▶ _Aim of the task_
Transcribe the records exactly from the line with "Expected output, for every instance of the echidna, the" to the end, both included.

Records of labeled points

"""

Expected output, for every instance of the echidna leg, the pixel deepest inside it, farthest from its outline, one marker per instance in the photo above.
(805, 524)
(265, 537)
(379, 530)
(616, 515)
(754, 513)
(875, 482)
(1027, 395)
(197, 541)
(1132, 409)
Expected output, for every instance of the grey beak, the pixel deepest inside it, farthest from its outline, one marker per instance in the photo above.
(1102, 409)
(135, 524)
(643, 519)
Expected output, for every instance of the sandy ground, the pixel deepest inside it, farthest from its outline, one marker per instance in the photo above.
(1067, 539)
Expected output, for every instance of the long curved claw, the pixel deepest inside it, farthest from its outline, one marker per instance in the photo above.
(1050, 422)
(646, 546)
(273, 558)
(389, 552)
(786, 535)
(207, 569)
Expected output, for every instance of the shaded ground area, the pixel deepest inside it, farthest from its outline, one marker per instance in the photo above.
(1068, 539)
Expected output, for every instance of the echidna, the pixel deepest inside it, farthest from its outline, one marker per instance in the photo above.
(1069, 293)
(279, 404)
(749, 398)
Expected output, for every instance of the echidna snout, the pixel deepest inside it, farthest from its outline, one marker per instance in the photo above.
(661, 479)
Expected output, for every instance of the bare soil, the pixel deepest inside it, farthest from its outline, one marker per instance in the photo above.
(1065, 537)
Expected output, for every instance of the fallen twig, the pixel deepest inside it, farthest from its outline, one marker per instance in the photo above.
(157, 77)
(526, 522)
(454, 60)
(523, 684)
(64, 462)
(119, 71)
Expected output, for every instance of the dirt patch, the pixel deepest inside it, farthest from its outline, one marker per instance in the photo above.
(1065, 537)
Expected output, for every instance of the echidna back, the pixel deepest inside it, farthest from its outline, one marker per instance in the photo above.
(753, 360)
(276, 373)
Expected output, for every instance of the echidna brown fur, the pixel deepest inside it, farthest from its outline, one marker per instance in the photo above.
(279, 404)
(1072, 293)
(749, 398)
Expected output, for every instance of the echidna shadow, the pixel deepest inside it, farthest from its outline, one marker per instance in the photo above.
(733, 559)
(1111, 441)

"""

▶ _Written answer_
Expected output, for every instance of the echidna, the pixel deepest inside it, farthest from its outline, one marker per instance in the photo above.
(1069, 293)
(279, 404)
(749, 398)
Expected output, for every instance of the echidna snout, the pixel deepest inside it, farthest from its outline, one marker per instance in the photo above.
(661, 479)
Expected output, for every instance of the bare soil, the pixel deepest inside it, farthest from its outline, one marker per instance in the photo above.
(1065, 537)
Expected output, for every instance of the fallen twig, the pixel deepest inside it, farthest from its outline, one marker per instance in the photo above.
(157, 77)
(526, 522)
(454, 60)
(523, 684)
(64, 462)
(119, 71)
Expected output, for every instance of the dirt patch, the pixel deepest inside it, farthest from its outline, one marker per instance in the photo above.
(1065, 537)
Expected output, for every instance of the echidna back, the pixel deepest inside it, farthest from its outline, one marker per instance in the photo above.
(753, 360)
(276, 373)
Expected output, for every instance of the echidna brown fur, the pixel deepest inside it, farthest from its outline, one marker per instance in the photo above.
(279, 404)
(1072, 293)
(749, 398)
Expected output, for every instance of the echidna shadow, the pixel deepest inside it, farthest from its outline, one marker per instance in the photo above.
(733, 559)
(1111, 441)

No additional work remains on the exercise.